*** TASK INPUT ***

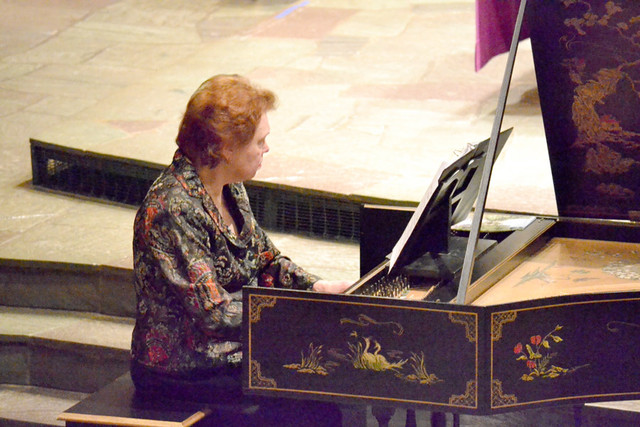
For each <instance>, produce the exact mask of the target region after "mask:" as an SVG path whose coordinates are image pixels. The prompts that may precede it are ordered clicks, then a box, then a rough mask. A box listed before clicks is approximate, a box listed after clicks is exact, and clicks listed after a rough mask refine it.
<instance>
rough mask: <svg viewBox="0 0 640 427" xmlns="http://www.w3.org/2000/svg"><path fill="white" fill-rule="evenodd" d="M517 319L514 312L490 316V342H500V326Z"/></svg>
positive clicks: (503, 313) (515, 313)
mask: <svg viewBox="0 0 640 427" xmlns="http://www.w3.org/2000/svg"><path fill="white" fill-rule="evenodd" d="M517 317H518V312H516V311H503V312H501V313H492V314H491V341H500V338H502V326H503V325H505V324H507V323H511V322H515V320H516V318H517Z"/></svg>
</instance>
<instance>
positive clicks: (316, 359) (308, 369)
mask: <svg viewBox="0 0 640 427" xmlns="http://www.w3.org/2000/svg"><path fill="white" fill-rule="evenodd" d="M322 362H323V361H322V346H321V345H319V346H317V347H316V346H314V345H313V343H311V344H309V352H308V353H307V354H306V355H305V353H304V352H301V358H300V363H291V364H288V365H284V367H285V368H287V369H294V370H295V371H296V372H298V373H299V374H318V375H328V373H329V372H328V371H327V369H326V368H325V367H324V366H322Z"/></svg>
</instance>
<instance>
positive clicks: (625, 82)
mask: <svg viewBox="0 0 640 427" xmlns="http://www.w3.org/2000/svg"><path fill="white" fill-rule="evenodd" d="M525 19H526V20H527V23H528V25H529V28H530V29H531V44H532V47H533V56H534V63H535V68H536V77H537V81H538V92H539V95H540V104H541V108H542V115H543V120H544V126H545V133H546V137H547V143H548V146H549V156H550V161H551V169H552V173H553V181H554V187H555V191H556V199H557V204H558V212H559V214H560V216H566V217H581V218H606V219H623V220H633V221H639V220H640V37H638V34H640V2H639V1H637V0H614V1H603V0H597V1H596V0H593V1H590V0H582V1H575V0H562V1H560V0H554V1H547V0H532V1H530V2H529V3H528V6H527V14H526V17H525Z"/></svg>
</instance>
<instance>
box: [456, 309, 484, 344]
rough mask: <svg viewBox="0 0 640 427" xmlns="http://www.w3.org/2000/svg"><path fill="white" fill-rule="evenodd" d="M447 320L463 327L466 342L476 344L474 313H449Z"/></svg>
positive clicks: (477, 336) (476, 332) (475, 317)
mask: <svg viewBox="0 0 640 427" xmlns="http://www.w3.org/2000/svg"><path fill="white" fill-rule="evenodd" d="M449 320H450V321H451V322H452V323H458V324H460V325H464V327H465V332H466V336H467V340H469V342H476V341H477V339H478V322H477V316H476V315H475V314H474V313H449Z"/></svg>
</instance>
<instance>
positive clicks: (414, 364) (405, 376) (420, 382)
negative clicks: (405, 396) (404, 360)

*** End of TASK INPUT ***

ASSIGNMENT: Copy exactly, and only, the lines from the line that contains "positive clicks: (477, 336)" through the end of the data above.

RESPONSE:
positive clicks: (477, 336) (476, 332) (475, 317)
mask: <svg viewBox="0 0 640 427" xmlns="http://www.w3.org/2000/svg"><path fill="white" fill-rule="evenodd" d="M449 320H450V321H451V322H452V323H458V324H460V325H464V327H465V332H466V336H467V340H469V342H476V341H477V339H478V322H477V316H476V315H475V314H474V313H449Z"/></svg>
</instance>
<instance>
positive clicks: (414, 364) (405, 376) (420, 382)
negative clicks: (405, 396) (404, 360)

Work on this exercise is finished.